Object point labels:
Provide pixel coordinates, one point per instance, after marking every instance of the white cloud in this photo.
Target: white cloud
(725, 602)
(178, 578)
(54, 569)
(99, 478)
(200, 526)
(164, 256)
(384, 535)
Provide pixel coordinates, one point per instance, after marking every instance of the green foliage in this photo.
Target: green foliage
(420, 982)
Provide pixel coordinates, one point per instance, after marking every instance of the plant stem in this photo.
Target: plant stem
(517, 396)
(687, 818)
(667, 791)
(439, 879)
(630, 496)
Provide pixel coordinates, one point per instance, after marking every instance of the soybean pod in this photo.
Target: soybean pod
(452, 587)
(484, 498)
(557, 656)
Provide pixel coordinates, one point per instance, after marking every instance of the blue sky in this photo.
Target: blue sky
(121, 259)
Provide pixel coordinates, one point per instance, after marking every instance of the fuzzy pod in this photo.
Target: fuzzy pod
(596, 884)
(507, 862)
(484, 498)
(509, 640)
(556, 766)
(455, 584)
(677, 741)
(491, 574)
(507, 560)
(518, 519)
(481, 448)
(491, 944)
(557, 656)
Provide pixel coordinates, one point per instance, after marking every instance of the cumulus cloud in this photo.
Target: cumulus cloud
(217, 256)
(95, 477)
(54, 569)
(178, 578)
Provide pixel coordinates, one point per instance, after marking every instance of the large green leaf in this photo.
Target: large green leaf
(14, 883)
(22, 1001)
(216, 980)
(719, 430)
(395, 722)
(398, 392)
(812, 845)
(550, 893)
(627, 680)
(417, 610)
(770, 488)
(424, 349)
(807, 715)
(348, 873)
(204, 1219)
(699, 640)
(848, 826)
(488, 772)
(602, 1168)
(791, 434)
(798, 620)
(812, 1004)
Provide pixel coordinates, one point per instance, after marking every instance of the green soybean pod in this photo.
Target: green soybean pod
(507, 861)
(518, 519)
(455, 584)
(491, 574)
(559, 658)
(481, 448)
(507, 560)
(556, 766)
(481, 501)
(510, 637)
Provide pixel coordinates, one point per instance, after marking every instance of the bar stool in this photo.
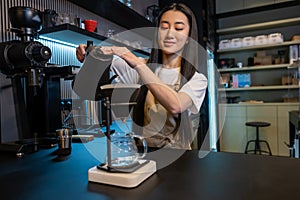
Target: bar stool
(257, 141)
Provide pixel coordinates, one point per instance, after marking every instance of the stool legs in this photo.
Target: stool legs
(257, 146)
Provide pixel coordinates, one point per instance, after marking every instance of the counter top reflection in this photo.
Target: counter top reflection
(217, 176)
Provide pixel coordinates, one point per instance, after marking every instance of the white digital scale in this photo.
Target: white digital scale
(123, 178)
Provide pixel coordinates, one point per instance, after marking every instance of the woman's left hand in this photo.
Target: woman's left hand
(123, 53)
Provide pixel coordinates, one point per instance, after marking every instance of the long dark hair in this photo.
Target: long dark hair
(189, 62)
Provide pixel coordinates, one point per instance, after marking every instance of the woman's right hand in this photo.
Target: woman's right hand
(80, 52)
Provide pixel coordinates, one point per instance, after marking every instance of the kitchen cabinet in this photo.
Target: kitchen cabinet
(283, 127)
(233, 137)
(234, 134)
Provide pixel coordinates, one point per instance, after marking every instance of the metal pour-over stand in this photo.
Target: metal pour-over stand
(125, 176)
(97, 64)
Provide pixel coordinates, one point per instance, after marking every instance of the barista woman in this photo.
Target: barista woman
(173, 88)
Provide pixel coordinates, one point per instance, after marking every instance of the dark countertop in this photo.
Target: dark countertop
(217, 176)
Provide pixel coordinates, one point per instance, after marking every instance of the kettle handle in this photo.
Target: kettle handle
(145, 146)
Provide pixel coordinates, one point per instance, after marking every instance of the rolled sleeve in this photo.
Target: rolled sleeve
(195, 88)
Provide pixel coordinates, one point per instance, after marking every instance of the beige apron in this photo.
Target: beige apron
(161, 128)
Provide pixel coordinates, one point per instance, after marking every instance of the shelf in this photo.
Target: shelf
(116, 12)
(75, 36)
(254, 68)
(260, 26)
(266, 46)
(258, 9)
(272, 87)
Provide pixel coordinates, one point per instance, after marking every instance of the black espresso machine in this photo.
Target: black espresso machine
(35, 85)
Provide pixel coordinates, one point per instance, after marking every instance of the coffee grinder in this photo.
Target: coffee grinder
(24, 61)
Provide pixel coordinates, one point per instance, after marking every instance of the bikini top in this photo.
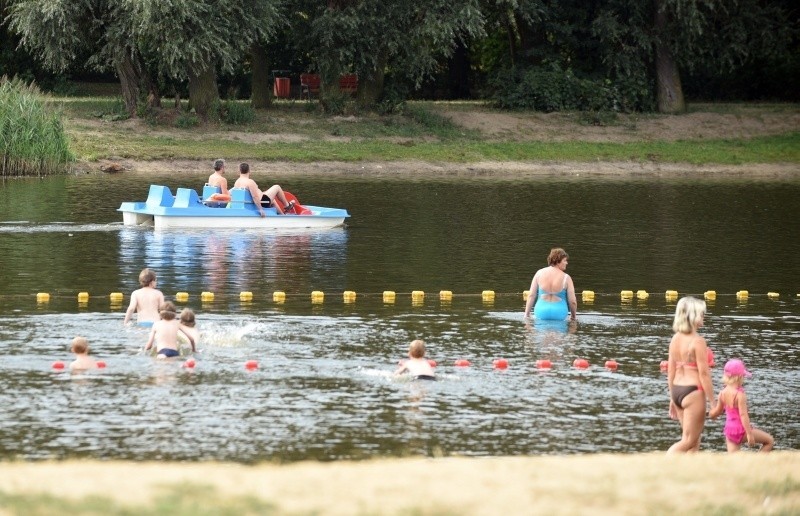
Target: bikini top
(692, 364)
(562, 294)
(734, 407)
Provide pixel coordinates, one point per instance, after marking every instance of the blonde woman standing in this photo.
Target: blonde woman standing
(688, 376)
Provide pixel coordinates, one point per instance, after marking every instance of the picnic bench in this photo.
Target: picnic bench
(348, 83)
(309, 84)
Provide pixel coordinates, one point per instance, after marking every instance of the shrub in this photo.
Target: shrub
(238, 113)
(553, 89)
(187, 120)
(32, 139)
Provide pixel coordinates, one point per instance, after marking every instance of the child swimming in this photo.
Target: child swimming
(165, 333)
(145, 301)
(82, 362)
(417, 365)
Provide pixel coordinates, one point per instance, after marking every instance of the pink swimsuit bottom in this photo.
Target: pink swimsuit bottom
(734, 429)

...

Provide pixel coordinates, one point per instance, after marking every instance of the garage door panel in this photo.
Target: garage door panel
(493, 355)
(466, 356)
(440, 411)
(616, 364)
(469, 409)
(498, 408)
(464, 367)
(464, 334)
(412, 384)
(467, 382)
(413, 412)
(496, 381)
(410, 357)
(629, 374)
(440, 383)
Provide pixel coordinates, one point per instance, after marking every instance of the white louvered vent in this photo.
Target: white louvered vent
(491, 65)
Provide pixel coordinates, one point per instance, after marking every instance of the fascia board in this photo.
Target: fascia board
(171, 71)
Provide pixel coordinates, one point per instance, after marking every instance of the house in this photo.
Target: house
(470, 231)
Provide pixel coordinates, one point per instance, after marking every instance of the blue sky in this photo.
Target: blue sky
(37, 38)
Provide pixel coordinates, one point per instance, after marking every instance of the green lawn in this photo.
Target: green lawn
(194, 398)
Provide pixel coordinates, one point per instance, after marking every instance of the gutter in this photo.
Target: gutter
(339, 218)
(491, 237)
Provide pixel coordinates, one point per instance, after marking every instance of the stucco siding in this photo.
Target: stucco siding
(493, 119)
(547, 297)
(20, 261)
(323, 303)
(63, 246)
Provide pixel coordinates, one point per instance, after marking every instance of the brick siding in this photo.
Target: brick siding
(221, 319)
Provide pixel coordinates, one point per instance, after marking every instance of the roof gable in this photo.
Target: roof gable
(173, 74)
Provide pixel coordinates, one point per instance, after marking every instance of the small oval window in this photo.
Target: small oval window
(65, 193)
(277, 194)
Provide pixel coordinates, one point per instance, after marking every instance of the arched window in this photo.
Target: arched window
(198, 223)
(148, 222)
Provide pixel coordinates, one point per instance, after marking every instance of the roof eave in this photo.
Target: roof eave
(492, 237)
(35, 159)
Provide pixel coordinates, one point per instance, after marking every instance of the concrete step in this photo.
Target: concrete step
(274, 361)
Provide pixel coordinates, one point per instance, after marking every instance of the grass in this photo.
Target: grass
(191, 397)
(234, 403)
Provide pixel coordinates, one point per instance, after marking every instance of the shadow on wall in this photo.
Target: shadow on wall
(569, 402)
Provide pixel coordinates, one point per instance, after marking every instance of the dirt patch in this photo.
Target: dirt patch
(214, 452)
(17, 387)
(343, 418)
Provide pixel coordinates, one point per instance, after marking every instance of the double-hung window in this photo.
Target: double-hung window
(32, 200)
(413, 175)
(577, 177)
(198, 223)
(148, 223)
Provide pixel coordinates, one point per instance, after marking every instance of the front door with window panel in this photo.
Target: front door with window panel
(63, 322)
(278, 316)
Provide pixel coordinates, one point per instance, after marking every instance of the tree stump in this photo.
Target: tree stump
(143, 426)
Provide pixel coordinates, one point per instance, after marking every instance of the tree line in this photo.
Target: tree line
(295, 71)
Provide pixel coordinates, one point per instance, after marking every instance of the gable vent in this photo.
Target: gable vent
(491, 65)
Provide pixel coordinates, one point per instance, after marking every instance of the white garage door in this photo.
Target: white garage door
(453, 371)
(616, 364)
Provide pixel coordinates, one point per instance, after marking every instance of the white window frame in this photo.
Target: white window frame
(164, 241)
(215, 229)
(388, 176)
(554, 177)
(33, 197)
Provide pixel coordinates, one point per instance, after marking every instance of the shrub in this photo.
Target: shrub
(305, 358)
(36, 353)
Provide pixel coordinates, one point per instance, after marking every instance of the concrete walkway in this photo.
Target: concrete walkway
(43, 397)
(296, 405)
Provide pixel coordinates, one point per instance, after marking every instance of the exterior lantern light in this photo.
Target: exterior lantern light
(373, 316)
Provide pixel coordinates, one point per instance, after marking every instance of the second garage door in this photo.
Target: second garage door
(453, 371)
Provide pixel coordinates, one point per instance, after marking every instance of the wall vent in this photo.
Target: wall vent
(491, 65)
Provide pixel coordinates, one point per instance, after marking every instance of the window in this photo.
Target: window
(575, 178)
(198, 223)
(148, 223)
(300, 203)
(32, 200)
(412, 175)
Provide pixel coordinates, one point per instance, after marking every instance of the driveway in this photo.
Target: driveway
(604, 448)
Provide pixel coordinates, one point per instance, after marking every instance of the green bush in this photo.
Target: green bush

* * *

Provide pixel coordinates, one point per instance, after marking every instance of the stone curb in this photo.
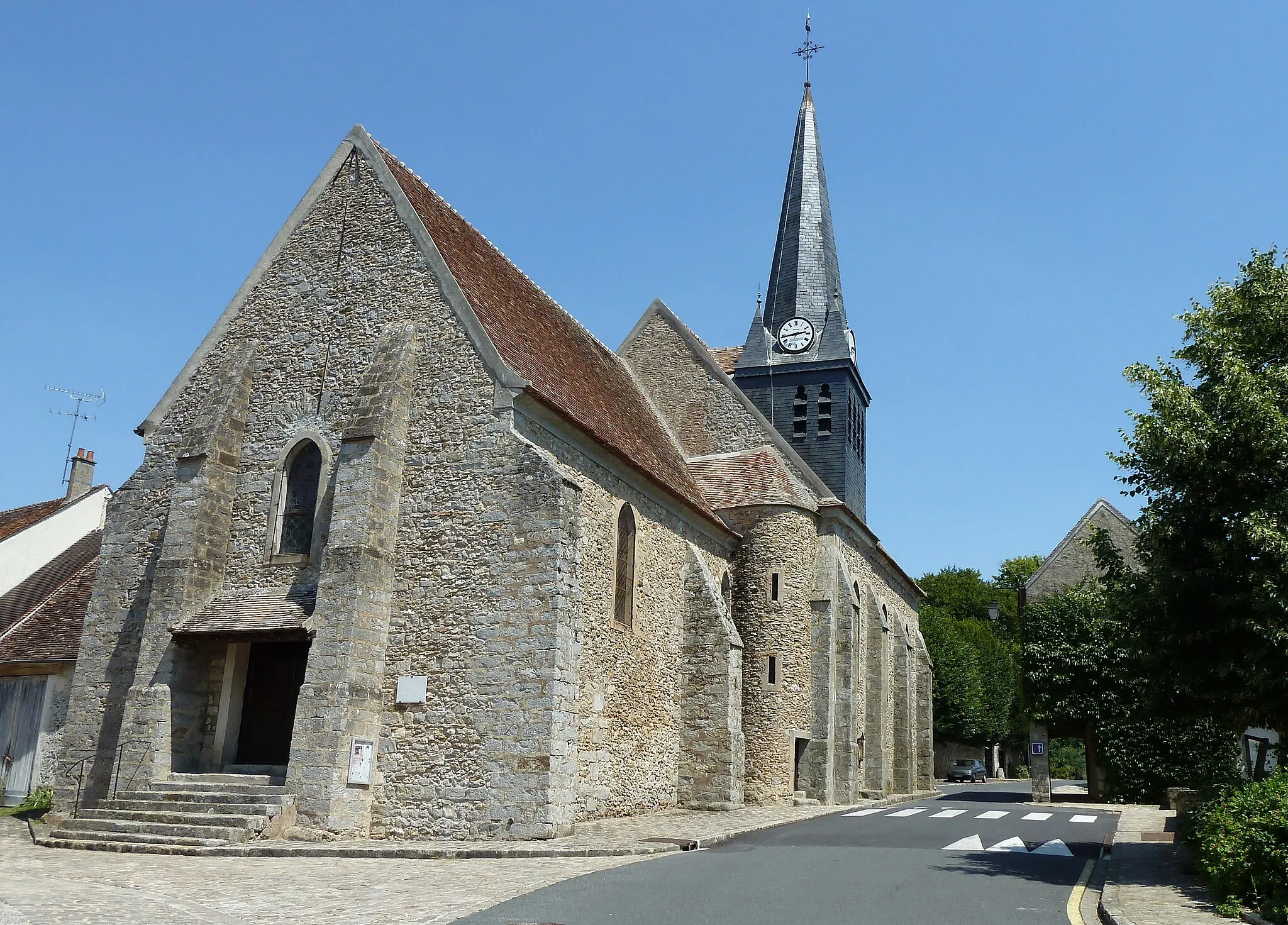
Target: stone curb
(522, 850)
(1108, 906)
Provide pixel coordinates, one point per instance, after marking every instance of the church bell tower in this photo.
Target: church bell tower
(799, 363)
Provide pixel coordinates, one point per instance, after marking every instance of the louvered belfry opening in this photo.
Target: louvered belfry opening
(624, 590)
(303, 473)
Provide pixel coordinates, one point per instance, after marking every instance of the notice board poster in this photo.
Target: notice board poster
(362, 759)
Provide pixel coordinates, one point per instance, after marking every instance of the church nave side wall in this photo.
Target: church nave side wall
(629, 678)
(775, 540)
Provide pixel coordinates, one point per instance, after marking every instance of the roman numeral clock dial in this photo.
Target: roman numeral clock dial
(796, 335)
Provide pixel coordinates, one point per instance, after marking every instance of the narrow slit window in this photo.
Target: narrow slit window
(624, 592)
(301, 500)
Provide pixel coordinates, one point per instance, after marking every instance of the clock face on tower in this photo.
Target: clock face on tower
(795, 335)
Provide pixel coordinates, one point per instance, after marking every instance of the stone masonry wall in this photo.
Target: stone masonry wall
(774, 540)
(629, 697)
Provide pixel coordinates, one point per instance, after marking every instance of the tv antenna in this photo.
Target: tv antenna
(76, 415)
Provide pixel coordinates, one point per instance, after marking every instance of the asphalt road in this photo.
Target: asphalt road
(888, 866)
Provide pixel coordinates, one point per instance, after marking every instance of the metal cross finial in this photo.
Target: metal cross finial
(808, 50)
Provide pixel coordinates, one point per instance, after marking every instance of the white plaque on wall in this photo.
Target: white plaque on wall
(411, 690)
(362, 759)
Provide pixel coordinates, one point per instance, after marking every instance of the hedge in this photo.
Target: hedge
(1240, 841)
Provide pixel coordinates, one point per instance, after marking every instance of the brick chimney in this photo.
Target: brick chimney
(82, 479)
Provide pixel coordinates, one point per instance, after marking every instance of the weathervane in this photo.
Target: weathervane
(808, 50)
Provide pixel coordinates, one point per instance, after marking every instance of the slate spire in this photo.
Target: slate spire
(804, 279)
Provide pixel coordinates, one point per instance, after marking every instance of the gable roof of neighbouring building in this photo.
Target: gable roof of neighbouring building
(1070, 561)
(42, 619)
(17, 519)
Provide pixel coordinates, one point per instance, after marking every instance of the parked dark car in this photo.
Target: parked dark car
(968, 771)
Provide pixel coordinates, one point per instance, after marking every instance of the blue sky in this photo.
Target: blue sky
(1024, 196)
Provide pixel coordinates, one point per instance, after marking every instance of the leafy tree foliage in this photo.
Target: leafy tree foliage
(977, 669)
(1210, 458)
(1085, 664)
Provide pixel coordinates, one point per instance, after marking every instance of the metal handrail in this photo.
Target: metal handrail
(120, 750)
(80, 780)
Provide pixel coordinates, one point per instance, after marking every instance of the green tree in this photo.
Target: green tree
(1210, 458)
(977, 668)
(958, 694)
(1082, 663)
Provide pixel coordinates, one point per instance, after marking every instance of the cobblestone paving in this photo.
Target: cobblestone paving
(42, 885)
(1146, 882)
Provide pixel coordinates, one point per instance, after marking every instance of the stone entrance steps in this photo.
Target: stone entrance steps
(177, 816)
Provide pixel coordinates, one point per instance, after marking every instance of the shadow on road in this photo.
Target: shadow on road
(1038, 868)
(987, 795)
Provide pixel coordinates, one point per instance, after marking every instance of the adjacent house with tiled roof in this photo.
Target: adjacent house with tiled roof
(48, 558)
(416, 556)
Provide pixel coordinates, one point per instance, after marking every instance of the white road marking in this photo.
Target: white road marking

## Set problem:
Count the lines above that contain the word "oval", and give only that number.

## Task answer:
2